- _PROBLEM TO SOLVE_:
Report all lines from the entries below in which "there" appears.

- _DATA SHOWN_:

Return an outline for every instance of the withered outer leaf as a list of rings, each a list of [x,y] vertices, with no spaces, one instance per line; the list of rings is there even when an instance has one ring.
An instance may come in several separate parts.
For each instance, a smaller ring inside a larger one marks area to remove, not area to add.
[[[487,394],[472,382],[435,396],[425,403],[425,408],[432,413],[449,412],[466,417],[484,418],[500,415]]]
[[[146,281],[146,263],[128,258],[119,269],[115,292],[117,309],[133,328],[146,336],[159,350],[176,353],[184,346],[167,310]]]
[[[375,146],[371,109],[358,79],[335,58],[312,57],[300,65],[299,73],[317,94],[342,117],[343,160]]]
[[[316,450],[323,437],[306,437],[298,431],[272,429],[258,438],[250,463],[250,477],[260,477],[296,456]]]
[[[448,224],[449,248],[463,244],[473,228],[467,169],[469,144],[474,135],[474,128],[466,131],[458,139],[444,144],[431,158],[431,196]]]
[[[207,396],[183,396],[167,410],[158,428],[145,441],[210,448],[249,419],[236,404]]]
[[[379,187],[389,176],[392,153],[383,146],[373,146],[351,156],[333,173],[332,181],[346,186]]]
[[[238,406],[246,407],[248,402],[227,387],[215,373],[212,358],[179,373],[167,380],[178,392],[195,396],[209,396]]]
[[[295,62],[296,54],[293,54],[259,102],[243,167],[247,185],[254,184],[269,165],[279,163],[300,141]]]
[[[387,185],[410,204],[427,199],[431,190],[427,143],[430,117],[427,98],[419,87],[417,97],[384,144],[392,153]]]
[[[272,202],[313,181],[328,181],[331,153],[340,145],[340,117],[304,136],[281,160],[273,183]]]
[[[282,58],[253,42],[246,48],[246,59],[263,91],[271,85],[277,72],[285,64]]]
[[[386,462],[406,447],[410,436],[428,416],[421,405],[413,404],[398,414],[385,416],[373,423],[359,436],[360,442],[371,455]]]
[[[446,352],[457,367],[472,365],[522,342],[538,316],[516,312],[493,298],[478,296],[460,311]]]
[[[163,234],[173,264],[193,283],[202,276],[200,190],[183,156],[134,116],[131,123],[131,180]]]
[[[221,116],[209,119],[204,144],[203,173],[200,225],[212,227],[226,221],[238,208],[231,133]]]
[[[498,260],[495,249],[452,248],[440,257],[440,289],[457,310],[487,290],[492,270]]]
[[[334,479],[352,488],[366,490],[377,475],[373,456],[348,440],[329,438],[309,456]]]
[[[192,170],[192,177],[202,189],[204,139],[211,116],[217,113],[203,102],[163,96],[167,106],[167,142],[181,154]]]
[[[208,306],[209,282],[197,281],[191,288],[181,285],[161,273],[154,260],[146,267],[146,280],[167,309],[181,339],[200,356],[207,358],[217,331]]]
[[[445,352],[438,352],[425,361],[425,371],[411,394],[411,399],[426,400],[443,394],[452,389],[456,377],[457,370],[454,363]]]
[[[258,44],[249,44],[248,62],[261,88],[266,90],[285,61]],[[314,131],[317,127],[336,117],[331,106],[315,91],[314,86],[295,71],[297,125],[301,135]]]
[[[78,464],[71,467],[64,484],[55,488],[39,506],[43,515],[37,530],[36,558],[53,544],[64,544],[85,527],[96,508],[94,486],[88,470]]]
...
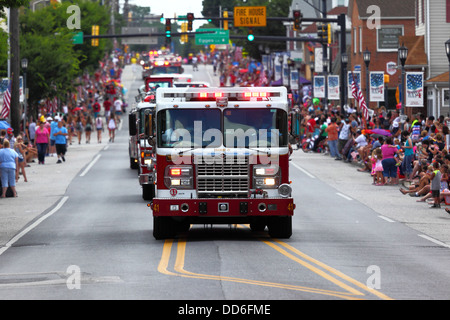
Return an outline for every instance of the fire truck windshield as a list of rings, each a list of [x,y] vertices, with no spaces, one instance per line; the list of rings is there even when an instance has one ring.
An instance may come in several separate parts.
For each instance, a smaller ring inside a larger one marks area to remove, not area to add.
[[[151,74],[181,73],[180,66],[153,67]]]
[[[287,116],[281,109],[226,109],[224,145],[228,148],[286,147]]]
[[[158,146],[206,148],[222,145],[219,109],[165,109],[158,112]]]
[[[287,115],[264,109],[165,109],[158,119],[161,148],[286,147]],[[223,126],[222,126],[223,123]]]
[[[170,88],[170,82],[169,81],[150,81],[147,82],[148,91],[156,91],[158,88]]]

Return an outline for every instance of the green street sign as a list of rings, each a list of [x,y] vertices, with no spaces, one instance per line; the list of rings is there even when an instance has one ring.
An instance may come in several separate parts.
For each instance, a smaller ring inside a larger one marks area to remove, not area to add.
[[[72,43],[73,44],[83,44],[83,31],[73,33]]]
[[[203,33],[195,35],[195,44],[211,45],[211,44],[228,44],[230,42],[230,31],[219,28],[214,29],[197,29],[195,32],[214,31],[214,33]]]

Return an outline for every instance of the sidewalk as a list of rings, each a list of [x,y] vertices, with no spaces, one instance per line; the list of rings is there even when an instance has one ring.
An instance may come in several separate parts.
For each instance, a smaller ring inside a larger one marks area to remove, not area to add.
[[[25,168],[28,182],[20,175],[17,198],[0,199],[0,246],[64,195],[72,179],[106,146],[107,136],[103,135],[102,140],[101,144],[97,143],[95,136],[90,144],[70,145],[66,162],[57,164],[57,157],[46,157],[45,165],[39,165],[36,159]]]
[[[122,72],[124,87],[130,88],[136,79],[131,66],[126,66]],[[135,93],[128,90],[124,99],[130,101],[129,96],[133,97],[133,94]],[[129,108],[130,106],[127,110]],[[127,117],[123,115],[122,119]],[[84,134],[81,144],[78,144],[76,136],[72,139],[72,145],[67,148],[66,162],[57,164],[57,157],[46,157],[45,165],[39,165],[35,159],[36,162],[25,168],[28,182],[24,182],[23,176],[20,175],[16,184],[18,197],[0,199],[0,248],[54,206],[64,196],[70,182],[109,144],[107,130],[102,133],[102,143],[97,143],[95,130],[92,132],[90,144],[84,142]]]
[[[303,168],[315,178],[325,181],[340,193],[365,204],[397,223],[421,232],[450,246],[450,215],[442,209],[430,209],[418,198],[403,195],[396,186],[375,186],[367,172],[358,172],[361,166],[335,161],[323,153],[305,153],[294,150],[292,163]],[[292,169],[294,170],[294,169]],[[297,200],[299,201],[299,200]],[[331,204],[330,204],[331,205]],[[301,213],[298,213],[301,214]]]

- _COMPLETED EXERCISE_:
Return an outline for every instance of the withered outer leaf as a list of rings, each a list of [x,y] vertices, with no spaces, one instance per line; the list of rings is there even when an instance has one ring.
Return an outline for every instance of the fire truck windshield as a list of rings, each a list of [x,y] vertices, with no spaces, one instance per line; the list of rings is there even when an instance has one ring.
Return an outline for every instance of the green street sign as a list of rings, each a list of [x,y] vertices, with no spaces, one instance per line; the list of rings is there even when an instance has one ring.
Return an outline for every instance of the sidewalk as a list of rings, each a list of [x,y] vertices, with no spaces, one instance per line; the list of rings is there even when an instance has one ring.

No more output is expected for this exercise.